» Job 1
From the AMD chipset driver forum thread, list every program the posts name as used or suggested for cleaning up the system or installing drivers, other than the chipset driver packages themselves.
» Job 2
Continue the AMD chipset driver forum thread from the point where it stops.

» Text excerpt

◇ ◇ ◇

# AMD Chipset Driver install is broken



## St54Kevin (Dec 28, 2021)

Hey folks,

I just experienced a hard reboot of my system with windows event log showing AMD errors. So i went and wanted to update the Chipset driver for my ASUS Prime X570-Pro. I downloaded the amd_chipset_software_3.10.08.506.exe and executed it. But when it comes to the driver selection screen (where you can tick the packages) it just crashes after some seconds.
Im on Windows 11 with latest updates with a 5800X. I tried uninstalling all AMD programms installed, same problem. Boot in Safe mode, same problem. Started the installer via the command line but nothing happens. When I quickly hit Install in the selection screen the installer will also crash. Using the automated driver detector by AMD will say that it did not find any AMD parts on my system and therefor couldnt install.
I think there is something broken with already installed parts. How can I freshly uninstall everything AMD related to try the installation again?

Also what is weird is that I cannot install anything else after the failed AMD install. I need to reboot my computer

Thanks in advance.


----------



## Law-II (Dec 28, 2021)

not sure where that driver came from; but the official driver for that Motherboard is  "AMD Chipset driver 3.10.22.706 For Windows 10/11 64-bit." 
*source: * PRIME X570-PRO｜Motherboards｜ASUS USA


----------



## St54Kevin (Dec 28, 2021)

Law-II said:


> not sure where that driver came from; but the official driver for that Motherboard is  "AMD Chipset driver 3.10.22.706 For Windows 10/11 64-bit."
> *source: * PRIME X570-PRO｜Motherboards｜ASUS USA


Of course I tried the official ASUS and the official AMD ones, both have the same behavior

So I usually dont like to do such stuff but I ran cCleaners tools (Cleaner and registry) and then used Asus´ Armoury Crate to install the driver. It is now installed again, BUT the official installer still crashes on me


----------



## HD64G (Dec 28, 2021)

I usually face another bug when installing those chipset drivers and the only thing not installed in the latest versions is the Ryzen balanced power plan. Check the install log and you will see what element wasn't installed. Then you can go to the device and install it manually. For the power plan though, there is into the setup folder and you can install it from there.

As for your case, did your current OS install pre-exist and was used with an Intel CPU? If so, you should clean the Intel drivers from the system. A nice and free tool exists from MS themselves (Windows Installer Clean Up Utility)

Another freemium tool that I have used and works well is IOBit driver booster


----------



## St54Kevin (Dec 28, 2021)

HD64G said:


> I usually face another bug when installing those chipset drivers and the only thing not installed in the latest versions is the Ryzen balanced power plan. Check the install log and you will see what element wasn't installed. Then you can go to the device and install it manually. For the power plan though, there is into the setup folder and you can install it from there.
> 
> As for your case, did your current OS install pre-exist and was used with an Intel CPU? If so, you should clean the Intel drivers from the system. A nice and free tool exists from MS themselves (Windows Installer Clean Up Utility)

◇ ◇ ◇

» Data lines

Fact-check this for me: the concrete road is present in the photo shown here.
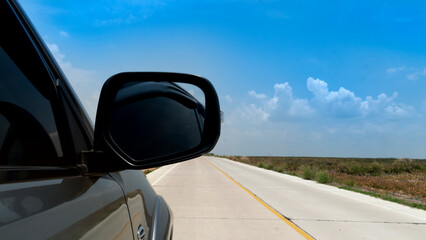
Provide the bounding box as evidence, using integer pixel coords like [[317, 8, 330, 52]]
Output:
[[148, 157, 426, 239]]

◇ ◇ ◇

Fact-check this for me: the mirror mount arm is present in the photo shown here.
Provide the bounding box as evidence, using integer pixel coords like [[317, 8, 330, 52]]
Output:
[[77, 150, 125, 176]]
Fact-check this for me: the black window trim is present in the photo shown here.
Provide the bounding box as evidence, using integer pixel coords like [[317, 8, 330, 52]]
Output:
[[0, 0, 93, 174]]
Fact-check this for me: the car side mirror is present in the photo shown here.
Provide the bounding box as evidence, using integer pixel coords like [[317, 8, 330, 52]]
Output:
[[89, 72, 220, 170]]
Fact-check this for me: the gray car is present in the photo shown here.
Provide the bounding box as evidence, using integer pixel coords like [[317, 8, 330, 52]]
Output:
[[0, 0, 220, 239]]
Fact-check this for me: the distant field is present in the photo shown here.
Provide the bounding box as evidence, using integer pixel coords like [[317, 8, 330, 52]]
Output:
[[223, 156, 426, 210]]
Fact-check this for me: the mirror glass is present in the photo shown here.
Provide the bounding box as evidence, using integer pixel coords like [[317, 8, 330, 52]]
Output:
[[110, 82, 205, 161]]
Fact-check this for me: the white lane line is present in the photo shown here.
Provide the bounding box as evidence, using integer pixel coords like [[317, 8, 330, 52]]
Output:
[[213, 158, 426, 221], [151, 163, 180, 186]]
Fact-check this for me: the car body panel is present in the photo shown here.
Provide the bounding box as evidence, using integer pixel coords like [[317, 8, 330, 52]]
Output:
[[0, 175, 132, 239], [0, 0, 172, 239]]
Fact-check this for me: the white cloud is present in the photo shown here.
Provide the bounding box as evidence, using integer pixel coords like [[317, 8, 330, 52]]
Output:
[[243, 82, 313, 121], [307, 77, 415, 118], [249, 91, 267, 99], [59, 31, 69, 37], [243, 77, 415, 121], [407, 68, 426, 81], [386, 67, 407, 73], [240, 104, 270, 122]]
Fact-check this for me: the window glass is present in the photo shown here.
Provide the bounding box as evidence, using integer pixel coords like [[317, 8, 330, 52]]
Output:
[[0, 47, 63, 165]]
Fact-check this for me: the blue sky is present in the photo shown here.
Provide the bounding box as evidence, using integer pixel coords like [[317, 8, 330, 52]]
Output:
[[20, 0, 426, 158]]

◇ ◇ ◇

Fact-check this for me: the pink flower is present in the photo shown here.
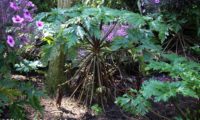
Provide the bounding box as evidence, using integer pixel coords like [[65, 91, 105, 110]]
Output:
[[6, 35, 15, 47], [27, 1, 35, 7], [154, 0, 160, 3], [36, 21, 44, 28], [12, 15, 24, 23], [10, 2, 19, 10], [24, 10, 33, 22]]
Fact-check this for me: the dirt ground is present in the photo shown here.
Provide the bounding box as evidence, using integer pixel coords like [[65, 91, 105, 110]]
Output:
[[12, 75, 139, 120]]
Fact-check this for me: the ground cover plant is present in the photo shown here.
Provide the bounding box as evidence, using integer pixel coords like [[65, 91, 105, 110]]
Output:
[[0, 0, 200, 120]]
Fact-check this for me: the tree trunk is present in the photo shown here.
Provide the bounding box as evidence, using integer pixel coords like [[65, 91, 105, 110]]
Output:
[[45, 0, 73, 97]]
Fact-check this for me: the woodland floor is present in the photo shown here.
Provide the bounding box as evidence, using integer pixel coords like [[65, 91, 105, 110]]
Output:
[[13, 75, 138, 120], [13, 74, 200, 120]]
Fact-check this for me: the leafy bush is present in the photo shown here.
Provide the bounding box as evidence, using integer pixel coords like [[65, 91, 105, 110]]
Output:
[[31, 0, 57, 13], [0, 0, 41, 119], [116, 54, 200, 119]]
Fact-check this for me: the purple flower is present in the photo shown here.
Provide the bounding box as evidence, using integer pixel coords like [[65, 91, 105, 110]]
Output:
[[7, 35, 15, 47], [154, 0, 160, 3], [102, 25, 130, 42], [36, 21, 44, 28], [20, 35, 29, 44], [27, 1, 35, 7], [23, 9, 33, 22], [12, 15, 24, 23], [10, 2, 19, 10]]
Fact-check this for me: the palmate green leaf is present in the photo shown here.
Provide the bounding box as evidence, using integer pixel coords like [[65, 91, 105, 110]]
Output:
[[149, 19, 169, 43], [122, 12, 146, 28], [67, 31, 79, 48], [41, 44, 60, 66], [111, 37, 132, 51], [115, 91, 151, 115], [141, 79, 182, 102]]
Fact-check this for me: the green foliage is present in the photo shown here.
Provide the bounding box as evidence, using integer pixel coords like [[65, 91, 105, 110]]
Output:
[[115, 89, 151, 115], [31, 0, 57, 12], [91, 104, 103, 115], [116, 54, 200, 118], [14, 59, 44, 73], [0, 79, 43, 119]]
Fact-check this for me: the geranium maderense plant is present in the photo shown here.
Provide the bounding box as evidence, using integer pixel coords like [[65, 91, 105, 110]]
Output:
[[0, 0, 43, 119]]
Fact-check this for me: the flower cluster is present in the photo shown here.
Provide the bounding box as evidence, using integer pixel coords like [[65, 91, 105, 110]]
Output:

◇ ◇ ◇

» Written response 1
- AMD's automated driver detector
- cCleaner's tools (Cleaner and registry)
- ASUS Armoury Crate
- Windows Installer Clean Up Utility
- IOBit driver booster

» Written response 2
> 
> Another freemium tool that I have used and works well is IOBit driver booster



Yes Windows was clean installed with this specific system when W11 came out. Well as you can read above, the installer even crashes when not installing something at all (at the package selction screen). Where do I find the log?

IOBit is an aweful bloatware tool. I will never use one of those driver updaters, there was never a good one.


----------



## StefanM (Dec 28, 2021)

Check device manager for yellow bangs






						Error codes in Device Manager in Windows - Microsoft Support
					

Lists the error codes that may be reported by Device Manager and the possible resolutions in Windows.




					support.microsoft.com


----------



## Jose Jeswin (Dec 28, 2021)

I have the same problem with one out of my 3 amd systems....the easiest fix is to 
1. Create a new user in windows 10/11
2. Login as the new user..
3.Download and install AMD chip set drivers..
4. Logout and login as original user..
5.Keep or delete the newly created user....

for example, i have created a new user named AMD in my system and i login and use it for installing AMD Chipset Drivers....i would advise you to keep the new user id as you will need to create a new user in windows everytime a new chip set driver comes out..

Its funny that only AMD Chip set drivers are causing the error....AMD Display drivers will install with no errors for me........  



HD64G said:


> I usually face another bug when installing those chipset drivers and the only thing not installed in the latest versions is the Ryzen balanced power plan. Check the install log and you will see what element wasn't installed. Then you can go to the device and install it manually. For the power plan though, there is into the setup folder and you can install it from there.
> 
> As for your case, did your current OS install pre-exist and was used with an Intel CPU? If so, you should clean the Intel drivers from the system. A nice and free tool exists from MS themselves (Windows Installer Clean Up Utility)
> 
> Another freemium tool that I have used and works well is IOBit driver booster



I have the same issue too......and i manually install the power plan as you have mentioned....i believe its because its currently my default power plan......i have not tried changing the power plan to any other plan and then installing the chipset drivers so far....it may work...


----------



## St54Kevin (Dec 28, 2021)

Jose Jeswin said:


> I have the same problem with one out of my 3 amd systems....the easiest fix is to
> 1. Create a new user in windows 10/11
> 2. Login as the new user..
> 3.Download and install AMD chip set drivers..
> ...



I just tried your solution, but got the same situation. Installer just closes at some point. I created a new administrator user and logged into that.


----------



## St54Kevin (Jan 3, 2022)

With the help of AMD support I managed to install all driver packages by manually installing them from C:\AMD\Chipset_Software\Packages\IODriver. Despite all successful the installer crash still happens. I guess i need to continue updating them via the manual method.

Installation of the Ryzen Power plans werent successful though


----------



## Jose Jeswin (Jan 4, 2022)

i just reinstalled a fresh copy of windows 11 on my problematic system and the error has gone...amd chipset driver installs perfectly fine on the new install....perhaps you can try a new OS reinstallation if possible?

btw, amd chipset drivers were the first thing i installed after reinstalling windows...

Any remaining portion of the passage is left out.